# Direction a
Reproduce the passage from "Order-preserving equivalence between" to "for $s$ and $s^c$." in the text below about finSumEquivOfFinset.

# Extract provided
───

Order-preserving equivalence between a finite type and the sum of its subset and complement

Informal description

Given a finite type $\alpha$ with a linear order and a subset $s \subseteq \alpha$ with cardinality $m$ (witnessed by $hm$) and complement $s^c$ with cardinality $n$ (witnessed by $hn$), the equivalence $\text{finSumEquivOfFinset}$ is a bijection between the disjoint union $\text{Fin}\,m \oplus \text{Fin}\,n$ and $\alpha$. This equivalence maps elements of $\text{Fin}\,m$ (left summand) to elements of $s$ and elements of $\text{Fin}\,n$ (right summand) to elements of $s^c$, preserving the order on each component via the order isomorphisms $\text{orderIsoOfFin}$ for $s$ and $s^c$.

finSumEquivOfFinset_inl theorem

(hm : #s = m) (hn : #sᶜ = n) (i : Fin m) : finSumEquivOfFinset hm hn (Sum.inl i) = s.orderEmbOfFin hm i

Full source

@[simp]
theorem finSumEquivOfFinset_inl (hm : #s = m) (hn : #sᶜ = n) (i : Fin m) :
    finSumEquivOfFinset hm hn (Sum.inl i) = s.orderEmbOfFin hm i :=
  rfl

Left Inclusion Maps to Ordered Subset Element via finSumEquivOfFinset

Informal description

Given a finite linearly ordered type $\alpha$ with a subset $s \subseteq \alpha$ of cardinality $m$ (witnessed by $hm$) and complement $s^c$ of cardinality $n$ (witnessed by $hn$), the left inclusion $\text{Sum.inl}\,i$ of an element $i \in \text{Fin}\,m$ under the equivalence $\text{finSumEquivOfFinset}$ maps to the $i$-th element of $s$ under the order embedding $\text{orderEmbOfFin}$.

───

# Given records
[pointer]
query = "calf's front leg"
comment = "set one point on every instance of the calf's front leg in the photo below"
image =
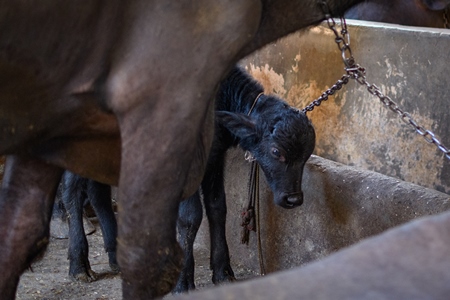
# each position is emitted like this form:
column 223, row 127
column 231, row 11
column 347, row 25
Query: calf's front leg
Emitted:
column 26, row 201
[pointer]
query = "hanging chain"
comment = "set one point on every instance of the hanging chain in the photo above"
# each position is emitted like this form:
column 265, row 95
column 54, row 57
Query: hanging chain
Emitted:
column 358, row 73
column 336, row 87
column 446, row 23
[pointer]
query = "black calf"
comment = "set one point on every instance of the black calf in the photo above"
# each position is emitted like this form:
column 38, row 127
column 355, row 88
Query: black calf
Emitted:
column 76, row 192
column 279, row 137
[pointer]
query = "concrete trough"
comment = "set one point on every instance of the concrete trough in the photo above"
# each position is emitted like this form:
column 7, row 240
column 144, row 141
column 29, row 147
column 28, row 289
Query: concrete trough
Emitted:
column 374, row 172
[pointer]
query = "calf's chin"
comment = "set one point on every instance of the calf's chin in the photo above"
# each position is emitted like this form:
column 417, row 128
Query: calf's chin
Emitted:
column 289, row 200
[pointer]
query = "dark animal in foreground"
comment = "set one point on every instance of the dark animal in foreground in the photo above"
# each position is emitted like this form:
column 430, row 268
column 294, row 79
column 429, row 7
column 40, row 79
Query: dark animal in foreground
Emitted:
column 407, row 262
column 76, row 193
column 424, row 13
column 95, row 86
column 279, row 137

───

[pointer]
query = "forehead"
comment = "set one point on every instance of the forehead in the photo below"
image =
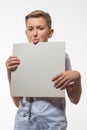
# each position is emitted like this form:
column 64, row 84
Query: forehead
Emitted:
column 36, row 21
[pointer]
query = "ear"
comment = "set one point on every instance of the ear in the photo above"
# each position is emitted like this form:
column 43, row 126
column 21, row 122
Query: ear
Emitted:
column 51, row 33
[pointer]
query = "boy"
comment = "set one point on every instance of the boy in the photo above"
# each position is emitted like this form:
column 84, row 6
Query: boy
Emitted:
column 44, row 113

───

# Direction b
How many lines of the records above contain the word "every"? Reply with the number alone.

# Reply a
Order-preserving equivalence between a finite type and the sum of its subset and complement

Informal description

Given a finite type $\alpha$ with a linear order and a subset $s \subseteq \alpha$ with cardinality $m$ (witnessed by $hm$) and complement $s^c$ with cardinality $n$ (witnessed by $hn$), the equivalence $\text{finSumEquivOfFinset}$ is a bijection between the disjoint union $\text{Fin}\,m \oplus \text{Fin}\,n$ and $\alpha$. This equivalence maps elements of $\text{Fin}\,m$ (left summand) to elements of $s$ and elements of $\text{Fin}\,n$ (right summand) to elements of $s^c$, preserving the order on each component via the order isomorphisms $\text{orderIsoOfFin}$ for $s$ and $s^c$.

# Reply b
9